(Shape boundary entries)
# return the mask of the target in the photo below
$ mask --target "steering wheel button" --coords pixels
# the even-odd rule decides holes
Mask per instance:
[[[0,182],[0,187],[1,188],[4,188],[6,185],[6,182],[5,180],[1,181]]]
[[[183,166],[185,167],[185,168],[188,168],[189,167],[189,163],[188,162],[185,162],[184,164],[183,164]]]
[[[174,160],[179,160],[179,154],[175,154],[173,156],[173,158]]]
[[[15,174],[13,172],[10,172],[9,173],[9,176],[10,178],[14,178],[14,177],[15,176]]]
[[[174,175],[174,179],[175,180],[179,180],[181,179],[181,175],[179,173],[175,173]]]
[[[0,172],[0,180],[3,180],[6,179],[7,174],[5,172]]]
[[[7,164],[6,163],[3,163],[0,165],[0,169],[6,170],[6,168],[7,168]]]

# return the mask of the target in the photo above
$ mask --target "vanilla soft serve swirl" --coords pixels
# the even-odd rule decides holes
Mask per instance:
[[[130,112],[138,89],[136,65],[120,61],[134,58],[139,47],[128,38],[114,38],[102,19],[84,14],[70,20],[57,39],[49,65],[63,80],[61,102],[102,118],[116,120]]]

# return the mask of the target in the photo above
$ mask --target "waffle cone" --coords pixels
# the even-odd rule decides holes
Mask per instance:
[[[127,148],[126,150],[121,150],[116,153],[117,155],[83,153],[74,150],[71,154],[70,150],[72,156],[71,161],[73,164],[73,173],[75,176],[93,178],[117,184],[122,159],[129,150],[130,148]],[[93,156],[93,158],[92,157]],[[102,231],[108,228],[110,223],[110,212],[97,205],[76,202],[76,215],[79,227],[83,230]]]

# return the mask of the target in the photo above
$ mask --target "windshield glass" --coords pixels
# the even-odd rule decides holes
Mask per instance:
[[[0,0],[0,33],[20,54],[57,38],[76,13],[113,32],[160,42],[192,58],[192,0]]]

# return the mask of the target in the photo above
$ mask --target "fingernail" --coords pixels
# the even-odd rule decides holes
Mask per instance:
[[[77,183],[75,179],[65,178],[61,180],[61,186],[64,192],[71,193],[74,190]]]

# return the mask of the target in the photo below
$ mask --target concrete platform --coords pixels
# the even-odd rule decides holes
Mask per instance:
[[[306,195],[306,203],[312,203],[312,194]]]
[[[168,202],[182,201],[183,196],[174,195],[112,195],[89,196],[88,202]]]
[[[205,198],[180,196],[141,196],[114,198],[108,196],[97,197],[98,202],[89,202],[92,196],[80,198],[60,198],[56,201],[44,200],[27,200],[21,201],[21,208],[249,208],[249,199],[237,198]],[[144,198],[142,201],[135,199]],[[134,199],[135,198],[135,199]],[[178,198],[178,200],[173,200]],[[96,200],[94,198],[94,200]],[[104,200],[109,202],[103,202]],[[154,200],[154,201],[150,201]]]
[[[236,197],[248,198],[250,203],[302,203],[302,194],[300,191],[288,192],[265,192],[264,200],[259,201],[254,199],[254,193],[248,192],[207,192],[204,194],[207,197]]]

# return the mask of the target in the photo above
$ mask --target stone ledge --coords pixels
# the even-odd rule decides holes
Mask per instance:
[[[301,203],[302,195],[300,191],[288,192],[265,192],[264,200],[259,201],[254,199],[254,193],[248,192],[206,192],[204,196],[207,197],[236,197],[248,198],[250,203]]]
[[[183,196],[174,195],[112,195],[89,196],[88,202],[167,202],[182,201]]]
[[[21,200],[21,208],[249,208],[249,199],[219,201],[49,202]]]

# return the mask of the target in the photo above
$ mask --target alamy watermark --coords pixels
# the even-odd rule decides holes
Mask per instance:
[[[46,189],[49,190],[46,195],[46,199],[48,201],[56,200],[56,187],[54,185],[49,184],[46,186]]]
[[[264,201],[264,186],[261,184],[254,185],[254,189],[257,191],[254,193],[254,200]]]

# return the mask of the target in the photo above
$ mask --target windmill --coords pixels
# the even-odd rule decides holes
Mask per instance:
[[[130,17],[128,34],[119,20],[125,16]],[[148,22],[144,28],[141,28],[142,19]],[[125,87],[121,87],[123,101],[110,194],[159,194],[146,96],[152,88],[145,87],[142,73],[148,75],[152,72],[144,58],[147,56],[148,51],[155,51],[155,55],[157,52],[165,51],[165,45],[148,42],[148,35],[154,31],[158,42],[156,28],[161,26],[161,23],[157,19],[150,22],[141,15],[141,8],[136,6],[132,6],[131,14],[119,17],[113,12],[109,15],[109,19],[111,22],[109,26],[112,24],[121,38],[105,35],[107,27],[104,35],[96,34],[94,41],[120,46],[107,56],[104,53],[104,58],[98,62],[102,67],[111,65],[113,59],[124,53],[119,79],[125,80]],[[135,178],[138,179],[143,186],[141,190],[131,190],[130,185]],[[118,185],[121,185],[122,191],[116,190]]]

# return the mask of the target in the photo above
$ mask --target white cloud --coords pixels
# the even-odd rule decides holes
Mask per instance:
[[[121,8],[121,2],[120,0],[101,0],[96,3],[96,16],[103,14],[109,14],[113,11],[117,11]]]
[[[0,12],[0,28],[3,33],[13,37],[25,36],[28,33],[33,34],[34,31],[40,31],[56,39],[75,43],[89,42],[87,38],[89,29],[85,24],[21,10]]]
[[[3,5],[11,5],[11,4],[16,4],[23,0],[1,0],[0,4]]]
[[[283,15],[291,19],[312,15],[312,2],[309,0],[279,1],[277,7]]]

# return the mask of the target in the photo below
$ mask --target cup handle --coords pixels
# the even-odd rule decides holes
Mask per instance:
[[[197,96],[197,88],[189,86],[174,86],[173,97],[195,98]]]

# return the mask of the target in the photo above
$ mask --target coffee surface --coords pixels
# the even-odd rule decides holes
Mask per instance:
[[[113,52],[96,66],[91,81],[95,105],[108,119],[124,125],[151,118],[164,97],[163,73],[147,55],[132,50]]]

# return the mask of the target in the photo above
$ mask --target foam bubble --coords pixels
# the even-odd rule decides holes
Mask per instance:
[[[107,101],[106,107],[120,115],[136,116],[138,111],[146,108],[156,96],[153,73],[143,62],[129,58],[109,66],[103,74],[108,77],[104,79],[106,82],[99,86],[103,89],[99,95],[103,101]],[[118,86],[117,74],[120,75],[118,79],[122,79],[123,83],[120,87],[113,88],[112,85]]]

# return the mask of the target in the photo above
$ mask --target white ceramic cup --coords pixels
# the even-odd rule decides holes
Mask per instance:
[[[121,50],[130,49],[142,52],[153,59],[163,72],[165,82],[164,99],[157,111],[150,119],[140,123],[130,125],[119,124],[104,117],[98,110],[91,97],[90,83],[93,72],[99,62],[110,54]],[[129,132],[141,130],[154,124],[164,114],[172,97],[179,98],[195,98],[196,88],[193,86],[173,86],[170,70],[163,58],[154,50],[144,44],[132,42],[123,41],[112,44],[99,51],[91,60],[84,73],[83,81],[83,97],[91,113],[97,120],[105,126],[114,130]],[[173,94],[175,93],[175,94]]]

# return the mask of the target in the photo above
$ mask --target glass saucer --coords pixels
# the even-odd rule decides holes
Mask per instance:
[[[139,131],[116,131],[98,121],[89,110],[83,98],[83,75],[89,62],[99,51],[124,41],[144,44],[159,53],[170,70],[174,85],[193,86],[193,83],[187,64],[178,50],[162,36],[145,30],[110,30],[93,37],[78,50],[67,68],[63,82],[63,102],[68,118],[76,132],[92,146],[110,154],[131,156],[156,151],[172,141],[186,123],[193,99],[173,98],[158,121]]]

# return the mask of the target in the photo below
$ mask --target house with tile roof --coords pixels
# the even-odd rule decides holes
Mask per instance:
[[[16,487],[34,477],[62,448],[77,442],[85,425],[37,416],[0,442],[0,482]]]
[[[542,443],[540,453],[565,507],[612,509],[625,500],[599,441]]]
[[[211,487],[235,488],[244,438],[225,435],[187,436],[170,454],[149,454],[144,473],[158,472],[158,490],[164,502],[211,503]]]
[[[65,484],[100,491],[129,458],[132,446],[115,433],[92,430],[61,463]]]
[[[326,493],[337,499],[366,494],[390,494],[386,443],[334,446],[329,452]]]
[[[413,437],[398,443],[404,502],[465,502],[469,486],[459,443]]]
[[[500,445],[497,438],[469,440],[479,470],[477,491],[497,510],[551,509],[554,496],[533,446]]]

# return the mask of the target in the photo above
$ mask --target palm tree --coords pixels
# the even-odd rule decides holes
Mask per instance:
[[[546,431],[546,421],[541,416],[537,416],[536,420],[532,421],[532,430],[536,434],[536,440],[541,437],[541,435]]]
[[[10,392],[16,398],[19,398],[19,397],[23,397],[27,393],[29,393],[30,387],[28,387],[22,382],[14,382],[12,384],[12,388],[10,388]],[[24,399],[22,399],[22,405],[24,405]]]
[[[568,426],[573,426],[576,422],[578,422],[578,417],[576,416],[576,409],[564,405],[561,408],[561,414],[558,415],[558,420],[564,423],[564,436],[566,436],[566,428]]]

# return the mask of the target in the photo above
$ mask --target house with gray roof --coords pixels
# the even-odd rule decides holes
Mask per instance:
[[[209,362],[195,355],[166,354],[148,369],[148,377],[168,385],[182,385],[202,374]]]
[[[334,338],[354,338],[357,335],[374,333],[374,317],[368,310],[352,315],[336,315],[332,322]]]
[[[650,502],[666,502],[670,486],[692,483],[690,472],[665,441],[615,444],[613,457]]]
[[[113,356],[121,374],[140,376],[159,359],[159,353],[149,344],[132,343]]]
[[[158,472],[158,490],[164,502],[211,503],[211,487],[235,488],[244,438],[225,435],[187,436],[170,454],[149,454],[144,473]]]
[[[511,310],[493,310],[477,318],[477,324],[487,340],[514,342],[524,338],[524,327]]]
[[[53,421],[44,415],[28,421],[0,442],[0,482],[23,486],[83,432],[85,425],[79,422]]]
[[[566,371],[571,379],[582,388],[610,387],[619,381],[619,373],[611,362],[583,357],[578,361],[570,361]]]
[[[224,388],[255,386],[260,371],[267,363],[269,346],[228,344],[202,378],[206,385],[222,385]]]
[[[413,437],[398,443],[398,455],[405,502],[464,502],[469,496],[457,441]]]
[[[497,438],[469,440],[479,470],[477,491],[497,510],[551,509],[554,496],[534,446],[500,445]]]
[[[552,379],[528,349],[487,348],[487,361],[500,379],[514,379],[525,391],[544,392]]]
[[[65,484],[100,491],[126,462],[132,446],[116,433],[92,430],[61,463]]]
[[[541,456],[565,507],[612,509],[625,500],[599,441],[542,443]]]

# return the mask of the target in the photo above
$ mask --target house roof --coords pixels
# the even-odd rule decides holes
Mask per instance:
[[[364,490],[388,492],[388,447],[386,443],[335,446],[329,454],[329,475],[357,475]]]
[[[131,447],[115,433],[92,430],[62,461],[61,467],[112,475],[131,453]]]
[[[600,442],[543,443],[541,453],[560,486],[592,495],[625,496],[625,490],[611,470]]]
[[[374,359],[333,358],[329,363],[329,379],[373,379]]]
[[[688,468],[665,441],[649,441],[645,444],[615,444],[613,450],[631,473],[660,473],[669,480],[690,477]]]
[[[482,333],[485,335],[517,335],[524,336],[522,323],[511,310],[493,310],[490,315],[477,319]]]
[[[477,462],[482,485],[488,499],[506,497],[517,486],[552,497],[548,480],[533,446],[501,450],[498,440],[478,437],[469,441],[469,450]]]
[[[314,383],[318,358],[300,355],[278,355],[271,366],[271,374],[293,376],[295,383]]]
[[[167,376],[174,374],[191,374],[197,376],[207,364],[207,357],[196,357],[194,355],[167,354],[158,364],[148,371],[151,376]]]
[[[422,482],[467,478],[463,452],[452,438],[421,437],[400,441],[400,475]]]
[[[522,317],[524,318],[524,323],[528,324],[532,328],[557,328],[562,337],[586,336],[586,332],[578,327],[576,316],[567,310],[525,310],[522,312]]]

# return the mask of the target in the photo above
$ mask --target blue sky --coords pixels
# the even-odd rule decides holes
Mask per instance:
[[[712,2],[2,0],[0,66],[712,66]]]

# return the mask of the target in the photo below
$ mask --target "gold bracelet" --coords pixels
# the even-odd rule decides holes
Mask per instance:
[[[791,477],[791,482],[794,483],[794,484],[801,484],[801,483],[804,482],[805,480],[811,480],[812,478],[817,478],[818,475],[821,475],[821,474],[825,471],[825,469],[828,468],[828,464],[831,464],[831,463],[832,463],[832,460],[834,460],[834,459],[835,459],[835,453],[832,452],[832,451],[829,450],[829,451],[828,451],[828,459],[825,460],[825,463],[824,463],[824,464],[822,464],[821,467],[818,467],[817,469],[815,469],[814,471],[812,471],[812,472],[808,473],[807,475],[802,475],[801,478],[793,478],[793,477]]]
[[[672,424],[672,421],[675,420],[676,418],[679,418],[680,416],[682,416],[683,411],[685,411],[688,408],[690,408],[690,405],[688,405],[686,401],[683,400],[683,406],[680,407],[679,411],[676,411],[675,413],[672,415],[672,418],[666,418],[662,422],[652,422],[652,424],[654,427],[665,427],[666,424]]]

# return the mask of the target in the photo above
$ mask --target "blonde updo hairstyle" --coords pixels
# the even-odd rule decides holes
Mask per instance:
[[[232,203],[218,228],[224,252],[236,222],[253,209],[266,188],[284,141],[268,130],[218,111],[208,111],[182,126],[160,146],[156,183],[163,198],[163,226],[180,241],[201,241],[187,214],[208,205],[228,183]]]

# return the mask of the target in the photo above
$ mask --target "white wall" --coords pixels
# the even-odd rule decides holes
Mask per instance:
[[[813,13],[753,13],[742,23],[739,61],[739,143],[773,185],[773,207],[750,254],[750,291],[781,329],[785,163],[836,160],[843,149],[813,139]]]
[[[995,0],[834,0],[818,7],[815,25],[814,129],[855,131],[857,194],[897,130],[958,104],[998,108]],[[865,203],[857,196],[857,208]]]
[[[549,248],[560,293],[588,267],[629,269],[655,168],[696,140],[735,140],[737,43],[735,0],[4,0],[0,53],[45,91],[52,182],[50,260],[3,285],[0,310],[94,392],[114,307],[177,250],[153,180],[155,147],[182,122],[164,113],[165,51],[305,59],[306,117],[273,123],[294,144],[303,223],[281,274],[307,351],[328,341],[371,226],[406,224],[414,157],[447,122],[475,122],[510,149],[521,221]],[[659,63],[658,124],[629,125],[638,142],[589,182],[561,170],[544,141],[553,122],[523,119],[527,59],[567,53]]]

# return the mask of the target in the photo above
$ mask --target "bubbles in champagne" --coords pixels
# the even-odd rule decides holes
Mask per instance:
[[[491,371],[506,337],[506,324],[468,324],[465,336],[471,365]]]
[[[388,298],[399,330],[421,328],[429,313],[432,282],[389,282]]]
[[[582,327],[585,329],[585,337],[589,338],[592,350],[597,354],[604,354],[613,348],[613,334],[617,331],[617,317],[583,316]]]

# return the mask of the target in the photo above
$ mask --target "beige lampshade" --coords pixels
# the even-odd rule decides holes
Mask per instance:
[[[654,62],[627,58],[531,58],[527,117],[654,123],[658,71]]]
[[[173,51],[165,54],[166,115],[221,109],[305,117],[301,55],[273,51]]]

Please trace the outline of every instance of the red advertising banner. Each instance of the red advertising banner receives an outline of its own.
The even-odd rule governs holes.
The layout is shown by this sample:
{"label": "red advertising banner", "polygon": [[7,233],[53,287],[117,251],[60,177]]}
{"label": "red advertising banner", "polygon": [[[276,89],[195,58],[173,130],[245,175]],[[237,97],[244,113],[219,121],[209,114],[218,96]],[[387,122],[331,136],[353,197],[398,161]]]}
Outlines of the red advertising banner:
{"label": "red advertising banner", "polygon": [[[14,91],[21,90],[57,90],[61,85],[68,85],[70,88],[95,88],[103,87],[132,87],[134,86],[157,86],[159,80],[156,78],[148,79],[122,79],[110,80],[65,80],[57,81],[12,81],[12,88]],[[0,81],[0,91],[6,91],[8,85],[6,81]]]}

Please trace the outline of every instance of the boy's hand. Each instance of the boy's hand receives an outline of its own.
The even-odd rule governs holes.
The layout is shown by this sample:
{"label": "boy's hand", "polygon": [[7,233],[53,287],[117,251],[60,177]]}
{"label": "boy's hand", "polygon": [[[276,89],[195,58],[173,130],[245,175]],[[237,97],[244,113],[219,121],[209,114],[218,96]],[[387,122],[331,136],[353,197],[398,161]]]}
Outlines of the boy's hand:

[EXERCISE PROMPT] Write out exactly the lines of the entries above that run from the line containing "Please trace the outline of every instance of the boy's" through the last line, including both.

[CORRECT RESPONSE]
Please trace the outline of every instance of the boy's hand. Each instance of the boy's hand receives an outline of its own.
The even-odd rule governs holes.
The layout is shown by this sample:
{"label": "boy's hand", "polygon": [[7,233],[53,287],[117,251],[60,177]]}
{"label": "boy's hand", "polygon": [[[276,89],[195,58],[173,130],[245,175]],[[237,97],[244,113],[219,121],[209,114],[218,96]],[[387,122],[331,136],[353,197],[398,161]]]}
Outlines of the boy's hand:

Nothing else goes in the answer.